> Required task
Find every line in the rows below that contains the word "white". Copy each of those lines.

Collected data:
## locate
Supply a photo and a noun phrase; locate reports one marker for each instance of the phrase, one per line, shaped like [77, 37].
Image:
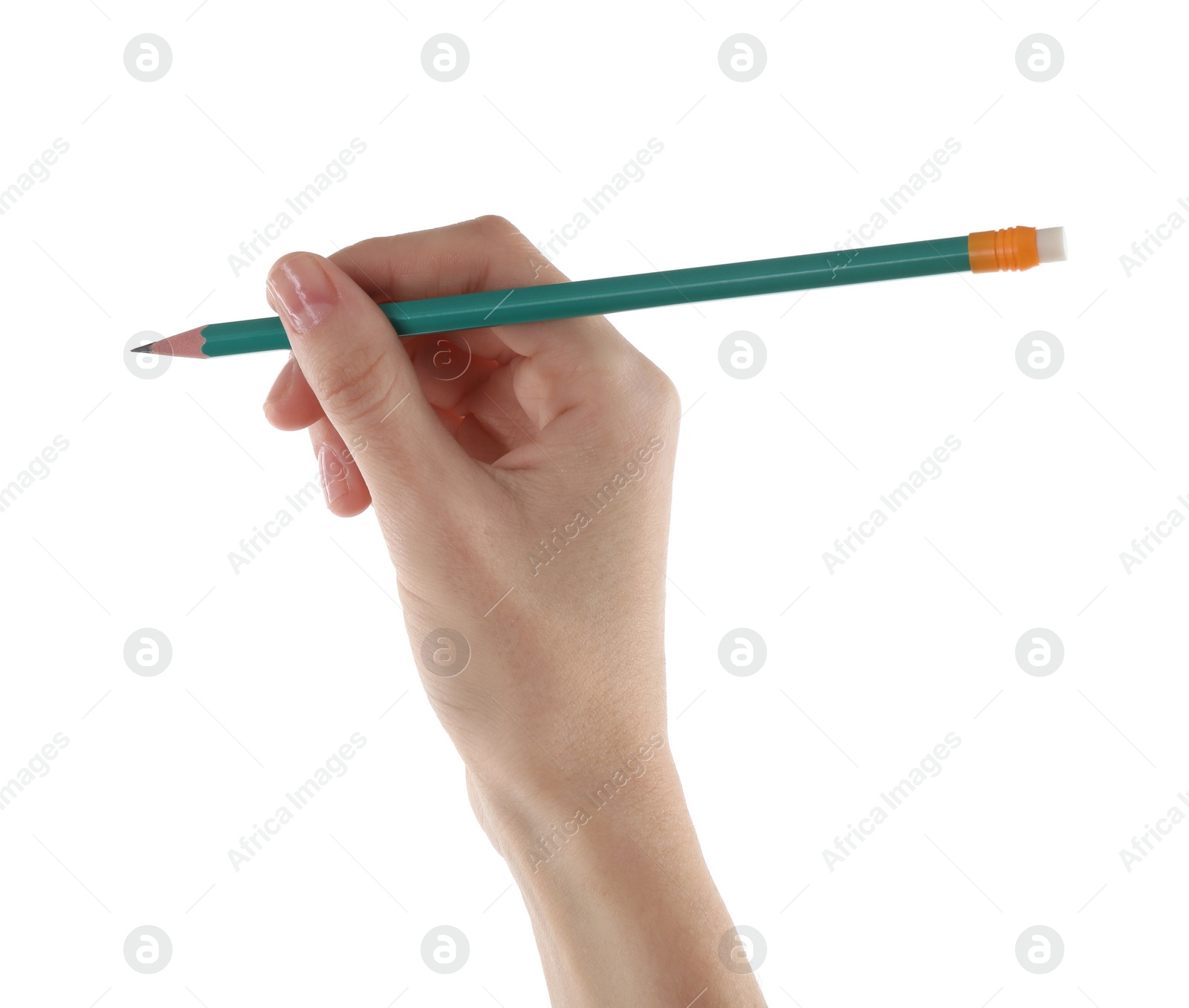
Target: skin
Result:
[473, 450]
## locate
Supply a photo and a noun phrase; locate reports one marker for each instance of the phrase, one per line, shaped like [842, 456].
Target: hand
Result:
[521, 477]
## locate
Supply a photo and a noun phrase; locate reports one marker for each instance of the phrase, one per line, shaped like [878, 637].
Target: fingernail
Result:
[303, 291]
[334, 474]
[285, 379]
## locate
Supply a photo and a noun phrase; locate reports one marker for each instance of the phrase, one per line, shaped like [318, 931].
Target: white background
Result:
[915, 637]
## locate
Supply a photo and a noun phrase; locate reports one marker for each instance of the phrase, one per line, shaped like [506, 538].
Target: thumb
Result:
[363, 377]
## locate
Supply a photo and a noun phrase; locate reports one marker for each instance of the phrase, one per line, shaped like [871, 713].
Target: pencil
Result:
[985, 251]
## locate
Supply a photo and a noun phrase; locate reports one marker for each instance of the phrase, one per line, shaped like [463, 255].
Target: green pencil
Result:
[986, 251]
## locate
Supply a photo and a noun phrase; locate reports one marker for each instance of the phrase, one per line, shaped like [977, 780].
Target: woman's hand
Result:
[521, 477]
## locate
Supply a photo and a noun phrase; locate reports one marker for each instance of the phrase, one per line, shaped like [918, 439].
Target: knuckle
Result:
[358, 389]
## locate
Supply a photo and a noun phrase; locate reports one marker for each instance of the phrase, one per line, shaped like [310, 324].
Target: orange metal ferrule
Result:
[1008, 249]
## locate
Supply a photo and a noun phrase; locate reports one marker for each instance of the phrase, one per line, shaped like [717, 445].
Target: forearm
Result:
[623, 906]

--

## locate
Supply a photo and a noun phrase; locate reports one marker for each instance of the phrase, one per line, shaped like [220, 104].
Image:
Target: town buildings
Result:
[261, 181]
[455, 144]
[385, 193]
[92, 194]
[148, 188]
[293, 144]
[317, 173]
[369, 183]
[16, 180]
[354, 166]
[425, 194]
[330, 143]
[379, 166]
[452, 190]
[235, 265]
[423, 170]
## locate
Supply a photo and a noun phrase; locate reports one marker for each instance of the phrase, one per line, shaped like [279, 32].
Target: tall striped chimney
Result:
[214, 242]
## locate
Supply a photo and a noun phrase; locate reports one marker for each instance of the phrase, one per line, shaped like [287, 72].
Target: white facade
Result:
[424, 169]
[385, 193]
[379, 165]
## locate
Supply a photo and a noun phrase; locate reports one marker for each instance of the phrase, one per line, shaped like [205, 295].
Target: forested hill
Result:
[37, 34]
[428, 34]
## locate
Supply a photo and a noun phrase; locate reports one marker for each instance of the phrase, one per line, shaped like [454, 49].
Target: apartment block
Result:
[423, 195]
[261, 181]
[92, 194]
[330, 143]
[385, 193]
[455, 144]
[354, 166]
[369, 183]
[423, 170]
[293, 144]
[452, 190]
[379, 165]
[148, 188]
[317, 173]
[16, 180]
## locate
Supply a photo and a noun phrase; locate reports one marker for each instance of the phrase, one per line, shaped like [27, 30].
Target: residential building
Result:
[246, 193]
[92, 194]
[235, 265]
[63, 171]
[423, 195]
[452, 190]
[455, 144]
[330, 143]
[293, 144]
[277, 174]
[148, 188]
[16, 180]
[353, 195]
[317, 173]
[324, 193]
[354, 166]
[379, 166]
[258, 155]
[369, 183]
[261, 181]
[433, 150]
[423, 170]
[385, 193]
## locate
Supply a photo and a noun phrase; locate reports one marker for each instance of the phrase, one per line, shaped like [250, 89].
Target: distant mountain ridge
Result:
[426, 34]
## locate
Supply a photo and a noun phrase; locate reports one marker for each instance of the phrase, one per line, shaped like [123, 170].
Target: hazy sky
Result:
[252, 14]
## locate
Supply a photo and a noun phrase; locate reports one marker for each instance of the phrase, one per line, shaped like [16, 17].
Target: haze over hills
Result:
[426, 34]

> Answer in full
Target: white background
Target: white facade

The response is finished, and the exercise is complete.